Federal Campaigns Report
Captain Chaos Comes To The Polling Booth: Australia First Party In The Federal Election
The Federal election delivered chaos across the board for the major parties, and for ideological-message parties (such as our own) – but also raised up the issue of minor parties which tangled the process and sometimes evinced power beyond their size. For Australia First’s part, we wished we had done ‘better’ in vote terms, but it is more than obvious that many factors blocked us.
We must be analytical about the entire circus.
Note first, that when we participate in Federal elections, we join a process by the Establishment’s rules with the media manipulation of issues and focus and with our severe limitations of resources. It is only the foolish who reason that because we have a ‘good and true’ message that we will register electoral support. It is a fact that after the election only the foolish reason we have “failed” because our message (let alone our image) was not the right one and they set off on a permanent quest to find the solution to make themselves palatable to the voters. That psychological swamp of wishful delusion is forever the bane of smaller parties – although hopefully never our own.
As we say, Australia First Party is not here for the voters, it is here for the Australian People and a historical cause (the cause of National Identity and Independence) and if the party builds in the community as a community based movement of action and dissent, it will ultimately develop into a mass movement. We are obliged to participate in elections to build resources and profile and to legitimize ourselves as a movement of rational dissent. Yet, we are not an electoral party. That distinction has confused some of our critics and would-be competitors, but it remains the key to forever avoid isolation and to expand our power. This report will suggest that our participation in the election, based as it was upon our community strategy, delivered to us some positive results.
Some of the chaos discussed
Captain Chaos came to the polls on September 7 and delivered peculiar results. It is important for nationalists to review the macro and micro picture and assimilate useful data and appropriate lessons.
We note that up to possibly 1.5 million Australians simply refused to turn up to vote and that 5% voted informal – some deliberately.
These events are protests of a low-level sort at lack of empowerment. Well might we argue that many of these people are our lost voters, but more importantly, many may be our followers at the community level where we can actually mobilise some of them. Their refusal to participate in a circus is not unproductive and is the start of a real politics, even if it has negative electoral ramifications.
Humour is found in that one in seven of the Liberal Party’s voters in New South Wales voted by mistake for a party with a similar name – the Liberal Democratic Party – which was at the top of the Senate ticket. The LDP was a master of crookery and had registered over the last three years three or four different sounding parties to ‘preference’ them (Smokers Rights, Stop The Greens, the Republicans). It was the LDP that ultimately blocked Pauline Hanson’s preference-swap-path to the Senate and it will most likely elect its representative instead.

| Task to carry out |
Extend the report on the Australia First Party's federal election campaign, beginning directly after its final sentence.

| Data excerpt |

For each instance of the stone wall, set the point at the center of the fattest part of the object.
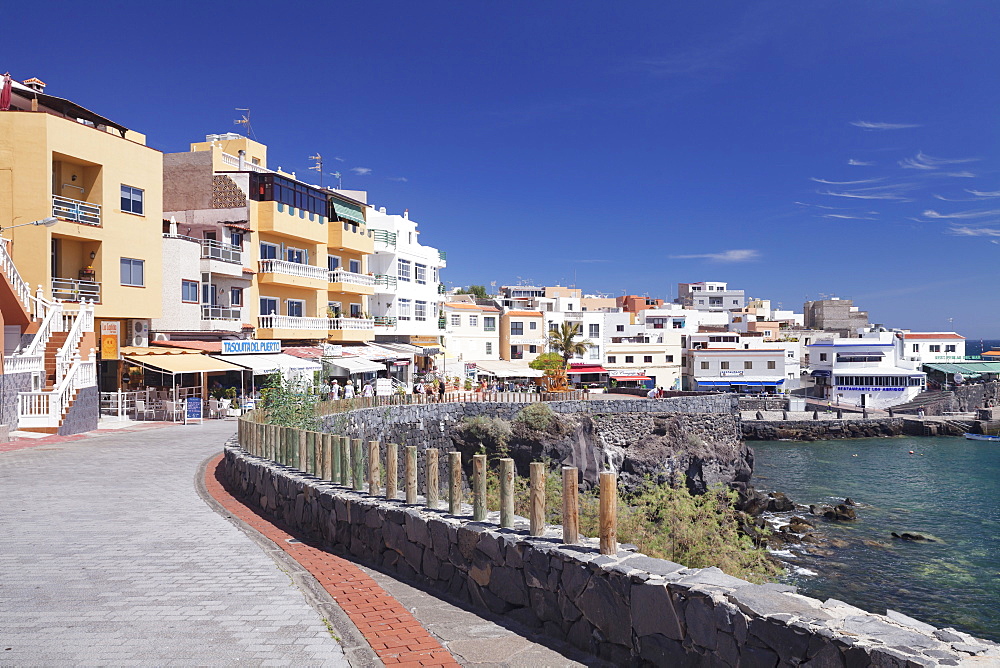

| Reply to the task |
The chaos in the Senate preferencing system caused by ‘registered how to vote cards’ (ie. one votes with a 1 above the line and finds his vote given to some other party by covert preference arrangement) will almost certainly not operate at the next Senate election – or so says Senator Ron Boswell, Senator Nick Xenophon and innumerable other politicians and commentators. We believe them, given that the Senate may see candidates elected on a couple of thousand primary votes, making a fair mockery of the system.
This also means that the ‘small parties alliance’ which came into being months ago to allow small parties to preference each other ahead of ‘majors’ (Australia First Party joined it) would have to undergo big changes, particularly too after many of the parties are probably deregistered. Given preferencing will probably become optional in the Senate in some way or other, preference deals would be more in the open and verifiable by those who entered into them and operated by how to vote cards actually handed out and through advertising which advises the voters how to vote. Of course, a small parties’ alliance as such is also a fiction given the vastly different nature of the groups. Being united by an aversion to major parties is no real basis for any sort of unity. However, some of the parties do share some common ground and can reach agreements. We are pleased to say that our party’s Registered Officer Tony Pettitt did manage to build some rapport with some smaller parties which may allow fair and proper ‘deals’ in the future.
It is likely too that party registration requirements will become more stringent and we must be ready for that.
The Stable Population Party fizzled – despite the support of Dick Smith. Careful to preference Australia First Party second last just ahead of One Nation, the party believed no one would dare shout racist (sic) at it after such a forthright and mainstream act. Well, bad luck. We outpolled them in the Senate in both New South Wales and Queensland and Mick Saunders outpolled them in Lindsay where their candidate was also a well known community activist. It seems the ‘racists’ (sic) outnumber the gutless. While Stable Population has many useful arguments, it had no profile. It may be that Australia First Party should further move onto its environmentalist ground on the matter of immigration – and subsume that sector of support.
The matter of One Nation has been important for us as it seems we fight with them over some shared territory. Australia First Party’s small House of Representatives’ seat votes were larger than those of One Nation in Queensland, but somewhat smaller than One Nation in New South Wales where ON benefitted from the Hanson publicity factor.
One Nation in the Queensland Senate will have half the votes of last time, despite Hanson’s ‘return’. Their vote collapsed in Victoria (where it is a few hundreds) and South Australia and Western Australia returns were dismal indeed.
Pauline Hanson has failed to make it into the NSW Senate. Some pundits within the One Nation camp say it is all over for that party and over for Pauline Hanson too. That is probably the case although the party will stay registered until sometime next year. The eclipse of Pauline Hanson was reflected in the fact that she polled some 100,000 votes for the NSW upper-house in 2011, but will reach just over half that now. It seems even celebrity status and a healthy dose of behind-the-scenes preference-swap wheeling and dealing cannot help the inevitable. She will pass from the scene.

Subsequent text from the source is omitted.